Provided records ▸

================================

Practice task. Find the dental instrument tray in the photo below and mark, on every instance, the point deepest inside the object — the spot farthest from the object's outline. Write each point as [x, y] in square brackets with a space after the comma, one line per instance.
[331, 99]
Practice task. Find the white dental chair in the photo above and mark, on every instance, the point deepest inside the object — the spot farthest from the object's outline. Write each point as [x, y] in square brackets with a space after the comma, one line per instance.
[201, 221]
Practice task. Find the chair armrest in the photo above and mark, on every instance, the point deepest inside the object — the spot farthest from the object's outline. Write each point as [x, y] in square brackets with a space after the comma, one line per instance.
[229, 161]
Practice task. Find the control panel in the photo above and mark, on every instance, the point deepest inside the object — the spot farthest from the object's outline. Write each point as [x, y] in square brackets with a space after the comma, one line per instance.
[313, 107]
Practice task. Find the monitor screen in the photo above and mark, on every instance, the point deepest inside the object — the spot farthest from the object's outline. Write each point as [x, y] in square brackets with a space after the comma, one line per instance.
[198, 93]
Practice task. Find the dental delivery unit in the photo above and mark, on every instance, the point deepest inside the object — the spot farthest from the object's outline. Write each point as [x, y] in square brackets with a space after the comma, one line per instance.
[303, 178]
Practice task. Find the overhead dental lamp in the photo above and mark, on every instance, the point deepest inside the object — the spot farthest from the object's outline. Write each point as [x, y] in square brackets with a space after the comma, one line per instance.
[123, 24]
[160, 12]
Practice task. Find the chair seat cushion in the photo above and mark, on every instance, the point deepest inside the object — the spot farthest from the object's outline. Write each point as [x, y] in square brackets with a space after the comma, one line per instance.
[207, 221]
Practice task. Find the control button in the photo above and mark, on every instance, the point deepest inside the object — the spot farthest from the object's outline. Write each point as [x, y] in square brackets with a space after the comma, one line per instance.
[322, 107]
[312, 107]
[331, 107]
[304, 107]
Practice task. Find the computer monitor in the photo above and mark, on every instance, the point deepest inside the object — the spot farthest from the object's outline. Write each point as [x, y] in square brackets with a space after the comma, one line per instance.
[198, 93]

================================

Your goal ▸ Please rewrite all of the material above with every "Practice task" changed to "Warm-up exercise" and nothing else altered.

Complete response ▸
Warm-up exercise. Find the dental instrument tray in the photo below and mark, on every instance, the point deepest inside the object — the spot farthest from the object's outline. Write each point as [x, y] in square brackets with a space after the comma, one line per instance.
[331, 99]
Warm-up exercise. Find the white dental chair in the photo above and mark, on every instance, the point deepest inside the object — the spot farthest from the object's outline. Write each point as [x, y] in square brackets with a space after the comma, one line per instance.
[201, 221]
Warm-up exercise. Find the chair armrest in the photo above and mark, on every instance, the point deepest inside the object — the spot farthest from the object's outline. Write each point as [x, y] in square brackets with a space after the comma, one line per instance.
[229, 161]
Warm-up exercise. Find the control panel in the photo above and mark, on every instance, the point deepest inside the object — the spot farthest from the object's outline. Write each point as [x, y] in square brackets with a space after the comma, one line per instance.
[313, 107]
Warm-up exercise. Find the monitor screen in the photo above and mark, on every instance, the point deepest inside the object — the spot farthest from the object's outline. Write each point as [x, y] in square brackets with a space after the comma, one line per instance.
[198, 93]
Warm-up exercise. Find the dental delivery unit in the photo above and mark, on every instance, the point deepest inside the object — the spot farthest from the object's outline. Write each point as [x, y] in square brackets with a space after the comma, one line per instance.
[303, 178]
Warm-up exercise. Find the overhead dental lamp in the photo above and mark, on every instance, the point deepest inside the object — the spot farthest from the object's outline. Write each point as [x, y] in square brackets with a space after the comma, one line per instance.
[123, 24]
[160, 12]
Warm-up exercise. Find the chair seat cushion in the photo above and mark, on every instance, the point deepest inside the object — the spot farthest from the object's outline. Write each point as [x, y] in square brackets with a space after the comma, one line per instance.
[207, 221]
Warm-up exercise. Find the control button in the photo above and mark, on every instance, the point deepest inside the object — the spot farthest from the object's outline. Write each point as [x, y] in square brackets with a space after the comma, one line per instance.
[322, 107]
[312, 107]
[331, 107]
[304, 107]
Warm-up exercise. Find the computer monitor in the photo above and mark, on every instance, the point deepest inside the object — the spot farthest from the object's outline. Write each point as [x, y] in square brackets with a space after the comma, one line per instance.
[198, 93]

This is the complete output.